→ REQUIREMENTS
Reproduce each record exactly.

[Saved data entries]
━━━━

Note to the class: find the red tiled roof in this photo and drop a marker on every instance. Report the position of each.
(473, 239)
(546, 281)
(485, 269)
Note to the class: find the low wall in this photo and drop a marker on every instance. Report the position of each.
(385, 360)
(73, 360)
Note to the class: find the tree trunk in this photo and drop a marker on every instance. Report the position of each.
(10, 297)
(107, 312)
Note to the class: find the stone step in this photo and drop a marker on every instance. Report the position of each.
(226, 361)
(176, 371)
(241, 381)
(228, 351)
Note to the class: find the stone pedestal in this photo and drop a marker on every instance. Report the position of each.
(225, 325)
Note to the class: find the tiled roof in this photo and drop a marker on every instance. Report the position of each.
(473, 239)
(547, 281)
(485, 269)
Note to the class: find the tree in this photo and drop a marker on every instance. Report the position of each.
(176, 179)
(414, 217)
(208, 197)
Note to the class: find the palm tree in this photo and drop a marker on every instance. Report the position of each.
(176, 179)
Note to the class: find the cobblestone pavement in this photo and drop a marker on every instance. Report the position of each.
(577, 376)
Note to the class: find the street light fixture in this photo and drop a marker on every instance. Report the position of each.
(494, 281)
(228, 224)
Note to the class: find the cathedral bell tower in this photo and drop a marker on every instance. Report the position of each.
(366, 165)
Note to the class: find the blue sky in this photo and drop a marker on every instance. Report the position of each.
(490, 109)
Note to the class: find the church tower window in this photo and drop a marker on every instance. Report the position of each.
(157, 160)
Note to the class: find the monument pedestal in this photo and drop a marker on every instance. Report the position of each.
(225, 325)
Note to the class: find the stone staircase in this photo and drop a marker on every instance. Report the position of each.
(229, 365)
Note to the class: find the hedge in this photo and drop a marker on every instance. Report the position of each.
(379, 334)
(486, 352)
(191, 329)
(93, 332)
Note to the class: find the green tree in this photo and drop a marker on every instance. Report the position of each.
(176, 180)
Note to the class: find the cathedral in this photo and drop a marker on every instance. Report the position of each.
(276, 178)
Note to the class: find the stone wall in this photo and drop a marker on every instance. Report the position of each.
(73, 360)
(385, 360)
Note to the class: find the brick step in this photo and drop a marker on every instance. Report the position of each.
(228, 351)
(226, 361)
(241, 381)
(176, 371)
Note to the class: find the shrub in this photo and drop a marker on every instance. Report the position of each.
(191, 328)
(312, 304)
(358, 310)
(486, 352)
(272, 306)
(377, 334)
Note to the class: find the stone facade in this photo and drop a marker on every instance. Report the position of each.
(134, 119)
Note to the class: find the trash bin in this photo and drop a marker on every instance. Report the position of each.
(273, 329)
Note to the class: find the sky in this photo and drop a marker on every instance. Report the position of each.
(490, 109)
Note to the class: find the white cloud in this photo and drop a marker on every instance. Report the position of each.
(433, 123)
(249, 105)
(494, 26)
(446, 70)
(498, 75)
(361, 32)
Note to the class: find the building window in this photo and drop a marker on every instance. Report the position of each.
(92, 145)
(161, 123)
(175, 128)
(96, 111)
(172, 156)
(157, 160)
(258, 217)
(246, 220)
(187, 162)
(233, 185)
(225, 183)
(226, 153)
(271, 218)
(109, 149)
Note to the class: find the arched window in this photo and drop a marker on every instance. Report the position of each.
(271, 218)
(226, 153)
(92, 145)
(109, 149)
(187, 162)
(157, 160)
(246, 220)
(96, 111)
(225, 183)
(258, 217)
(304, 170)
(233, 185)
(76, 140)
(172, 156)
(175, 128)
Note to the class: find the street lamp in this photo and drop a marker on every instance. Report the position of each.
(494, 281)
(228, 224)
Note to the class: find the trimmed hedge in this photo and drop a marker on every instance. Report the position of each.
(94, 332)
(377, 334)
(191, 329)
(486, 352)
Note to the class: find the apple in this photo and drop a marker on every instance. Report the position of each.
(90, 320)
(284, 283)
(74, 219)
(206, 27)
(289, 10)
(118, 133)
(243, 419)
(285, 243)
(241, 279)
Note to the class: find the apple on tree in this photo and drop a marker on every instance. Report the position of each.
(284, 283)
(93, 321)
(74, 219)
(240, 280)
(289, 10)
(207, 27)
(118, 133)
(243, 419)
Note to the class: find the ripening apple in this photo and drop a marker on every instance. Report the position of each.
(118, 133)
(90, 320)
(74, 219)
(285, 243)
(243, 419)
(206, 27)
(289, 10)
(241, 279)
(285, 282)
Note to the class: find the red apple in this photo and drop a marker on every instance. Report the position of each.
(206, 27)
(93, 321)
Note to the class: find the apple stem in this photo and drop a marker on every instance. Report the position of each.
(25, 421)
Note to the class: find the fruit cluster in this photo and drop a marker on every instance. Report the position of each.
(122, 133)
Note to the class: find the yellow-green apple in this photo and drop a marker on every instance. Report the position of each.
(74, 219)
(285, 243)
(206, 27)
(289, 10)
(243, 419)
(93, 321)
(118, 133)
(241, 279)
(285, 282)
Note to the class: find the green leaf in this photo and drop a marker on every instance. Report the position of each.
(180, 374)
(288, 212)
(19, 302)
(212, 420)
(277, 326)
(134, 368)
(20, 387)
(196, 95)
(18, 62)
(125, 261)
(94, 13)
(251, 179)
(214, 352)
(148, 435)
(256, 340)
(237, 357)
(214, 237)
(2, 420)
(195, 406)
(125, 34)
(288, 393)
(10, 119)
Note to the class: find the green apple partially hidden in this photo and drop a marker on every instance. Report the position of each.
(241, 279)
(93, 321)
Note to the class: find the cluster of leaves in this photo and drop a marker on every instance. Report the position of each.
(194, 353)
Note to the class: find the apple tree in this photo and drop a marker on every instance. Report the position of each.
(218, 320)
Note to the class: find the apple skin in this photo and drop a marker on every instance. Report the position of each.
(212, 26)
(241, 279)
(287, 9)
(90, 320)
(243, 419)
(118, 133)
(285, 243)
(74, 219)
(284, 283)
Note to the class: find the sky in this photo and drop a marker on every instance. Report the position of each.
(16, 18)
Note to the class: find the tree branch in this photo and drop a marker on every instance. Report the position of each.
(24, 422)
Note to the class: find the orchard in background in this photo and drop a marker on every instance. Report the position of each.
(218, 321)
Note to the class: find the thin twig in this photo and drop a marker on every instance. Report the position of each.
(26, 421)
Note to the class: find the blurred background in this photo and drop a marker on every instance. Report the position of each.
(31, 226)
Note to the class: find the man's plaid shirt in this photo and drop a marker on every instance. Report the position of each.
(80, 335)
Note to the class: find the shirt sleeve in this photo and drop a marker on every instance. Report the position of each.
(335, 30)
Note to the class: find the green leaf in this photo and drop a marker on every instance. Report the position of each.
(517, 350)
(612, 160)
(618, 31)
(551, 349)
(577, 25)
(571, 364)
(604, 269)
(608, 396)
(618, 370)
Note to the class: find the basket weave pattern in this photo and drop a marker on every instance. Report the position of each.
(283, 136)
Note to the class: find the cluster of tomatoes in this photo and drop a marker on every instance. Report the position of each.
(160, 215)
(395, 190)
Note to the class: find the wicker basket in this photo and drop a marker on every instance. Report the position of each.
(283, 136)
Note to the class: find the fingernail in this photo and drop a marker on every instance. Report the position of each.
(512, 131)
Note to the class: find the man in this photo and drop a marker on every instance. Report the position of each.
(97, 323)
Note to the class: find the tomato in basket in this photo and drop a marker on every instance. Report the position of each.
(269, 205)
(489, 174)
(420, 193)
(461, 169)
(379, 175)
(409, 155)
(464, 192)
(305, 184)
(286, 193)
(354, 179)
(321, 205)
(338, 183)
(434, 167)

━━━━

→ ANSWER FOR THE TASK
Note to the class: find the red tiled roof in this photo and drop a marker on every instance. Report the position of each.
(473, 239)
(546, 281)
(485, 269)
Note to the class: find the low wall in this photo and drop a marker on every instance. Report the position of each.
(385, 360)
(73, 360)
Note to the class: find the tree trunk in this photo and drop a marker on every instance. Report the position of each.
(10, 297)
(107, 312)
Note to the class: find the stone step in this photo and drop a marker on every instance. Report the position of each.
(226, 361)
(176, 371)
(241, 381)
(228, 351)
Note to the class: find the stone pedestal in this photo and drop a marker on every instance. Report the position of each.
(225, 325)
Note to the class: find the tiled roof in this photo and drop a marker on every instance. Report the position of each.
(473, 239)
(547, 281)
(485, 269)
Note to the class: find the tree in this photo and drop a marker on every instance. Report the position of each.
(176, 179)
(414, 217)
(208, 197)
Note to the class: find the palm tree in this photo and drop a marker on every instance. Report the position of each.
(176, 179)
Note to the class: find the cobblestone pavement in this photo and drop a marker on every instance. Report the position of each.
(577, 376)
Note to the class: find the street light fixture in this photo and drop a marker on every instance. Report the position of each.
(494, 281)
(228, 224)
Note to the class: find the cathedral bell tower in this photo and drop a marker on every instance. Report the position of each.
(366, 165)
Note to the class: find the blue sky in this photo and drop a marker on every instance. Report the position of each.
(490, 109)
Note to the class: find the church tower window in this photo and drop a marker on every instance. Report the position of each.
(157, 160)
Note to the class: find the monument pedestal in this photo and drop a marker on every instance. Report the position of each.
(225, 325)
Note to the class: find the stone staircase in this photo and drop a marker on every instance. Report the position of each.
(229, 365)
Note to the class: find the hedge in this photo and drop a marker on every instance. Report the position of each.
(379, 334)
(486, 352)
(191, 329)
(93, 332)
Note to the class: find the green tree in this photo and drop a marker on every instance. Report the position of each.
(176, 180)
Note to the class: find the cathedral in this photo and drop a marker on every instance. Report the position of each.
(276, 178)
Note to the class: find the stone wall in this photo and drop a marker on every instance. Report the position of each.
(73, 360)
(385, 360)
Note to the class: find the brick step in this photo and drop a marker on every instance. Report the position of each.
(228, 351)
(226, 361)
(241, 381)
(176, 371)
Note to the class: find the shrub in this photo and drop a marker on every instance. Report the position of each.
(191, 328)
(312, 304)
(358, 310)
(486, 352)
(272, 306)
(377, 334)
Note to the class: find the stone facade in this photo and drop a marker on every instance. Report the position of each.
(134, 119)
Note to the class: find the trash bin in this photo and drop a marker on every instance. Report the position of each.
(273, 329)
Note to the class: find the sky in this photo and drop a marker on every instance. Report the position of each.
(490, 109)
Note to the class: find the white cloud in this photo and drop a marker on every instance. Report the position of each.
(433, 123)
(249, 105)
(494, 26)
(446, 70)
(498, 75)
(361, 32)
Note to the class: find the building window in this photo and drop a marker on every instance. Report the position of each.
(92, 145)
(161, 123)
(175, 128)
(96, 111)
(172, 156)
(157, 160)
(258, 217)
(246, 220)
(187, 162)
(233, 185)
(225, 183)
(226, 153)
(271, 218)
(109, 149)
Note to the class: find the arched window in this photo and drop a marker on every instance. Report the position of each.
(271, 218)
(226, 153)
(92, 145)
(109, 149)
(187, 162)
(157, 160)
(246, 220)
(96, 111)
(225, 183)
(258, 217)
(304, 170)
(233, 185)
(76, 140)
(172, 156)
(175, 128)
Note to the class: find the street lamp in this photo and drop a marker on every instance. Report the position of each.
(494, 281)
(228, 224)
Note to the class: find the trimmed hedge in this photo and drop a marker on every instance. Report the position of each.
(94, 332)
(377, 334)
(191, 329)
(486, 352)
Note to the class: find the apple in this photo and drop a marker on every instance. Report the position of each.
(90, 320)
(284, 283)
(74, 219)
(206, 27)
(289, 10)
(118, 133)
(243, 419)
(285, 243)
(241, 279)
Note to the class: find the apple on tree in this photo and drop a marker on every instance. Report the position of each.
(284, 283)
(93, 321)
(74, 219)
(240, 280)
(289, 10)
(207, 27)
(118, 133)
(243, 419)
Note to the class: find the ripening apple in this photo and drop a marker on every instance. Report the position of each.
(118, 133)
(90, 320)
(74, 219)
(285, 243)
(243, 419)
(206, 27)
(289, 10)
(241, 279)
(285, 282)
Note to the class: find the red apple in this photo and drop a marker on every instance. Report the position of each.
(206, 27)
(93, 321)
Note to the class: find the apple stem in this photo and drop a marker on every instance. Report the position of each.
(25, 421)
Note to the class: find the fruit cluster in this photo and drop a marker on every instance. Report the position of each.
(122, 133)
Note to the class: find the yellow-green apple in this photo and drop a marker on every instance. Report the position of each.
(74, 219)
(285, 243)
(206, 27)
(289, 10)
(243, 419)
(93, 321)
(118, 133)
(241, 279)
(285, 282)
Note to the class: find the green leaf in this photo and drop a marker on every instance. Report the position of each.
(180, 374)
(288, 212)
(19, 302)
(212, 420)
(277, 326)
(134, 368)
(20, 387)
(196, 95)
(18, 62)
(125, 261)
(94, 13)
(251, 179)
(214, 352)
(148, 435)
(256, 340)
(237, 357)
(214, 237)
(2, 420)
(195, 406)
(125, 34)
(288, 393)
(10, 119)
Note to the class: find the green apple partially hidden in this photo and drop a marker on every instance. Report the position of each.
(241, 279)
(93, 321)
Note to the class: find the cluster of leaves in this photo and drop a marker on every instance. Report the position of each.
(194, 353)
Note to the class: find the apple tree in this photo and drop a marker on every instance. Report the position of each.
(218, 320)
Note to the class: find the apple skin in this photo and drop a marker on every instance. Report the position of each.
(212, 26)
(241, 279)
(287, 9)
(90, 320)
(243, 419)
(118, 133)
(285, 243)
(74, 219)
(284, 283)
Note to the class: find the sky in this photo and drop a marker on every instance. Report the position of each.
(16, 18)
Note to the class: find the tree branch in this photo and drop a marker on every instance. Report the position of each.
(24, 422)
Note to the class: find the orchard in background in this photo and drop a marker on every instance. Report the position of each.
(218, 321)
Note to the class: find the thin twig in this photo and drop a marker on every instance. Report the position of each.
(26, 421)
Note to the class: find the blurred background in this photo and drop a marker on every instance. Report the position of each.
(31, 226)
Note to the class: find the man's plaid shirt in this photo and drop a marker on every instance. Report the position of each.
(80, 335)
Note to the class: find the shirt sleeve in this photo and drop a marker on every instance. Report the position of each.
(335, 30)
Note to the class: find the green leaf in this photo and drop a marker on every instance. Report the position of each.
(517, 350)
(612, 160)
(618, 31)
(551, 349)
(577, 25)
(571, 364)
(604, 269)
(608, 396)
(618, 370)
Note to the class: find the basket weave pattern in this photo and drop a marker on every instance. Report the position of each.
(283, 136)
Note to the class: find the cluster of tomatoes in this photo and drop a marker on every instance. Report the position of each.
(160, 215)
(395, 190)
Note to the class: find the wicker basket in this photo and drop a marker on every instance. Report the position of each.
(283, 136)
Note to the class: find the fingernail in this photo and drop a marker on every instance. Report the position of each.
(512, 131)
Note to the class: find the man in this photo and drop a marker on every instance. Report the position of each.
(97, 323)
Note to the class: find the tomato in basket in this photo and drop a marker on every instance. Report the position of each.
(269, 205)
(489, 174)
(420, 193)
(461, 169)
(379, 175)
(409, 155)
(464, 192)
(305, 184)
(286, 193)
(354, 179)
(321, 205)
(338, 183)
(434, 167)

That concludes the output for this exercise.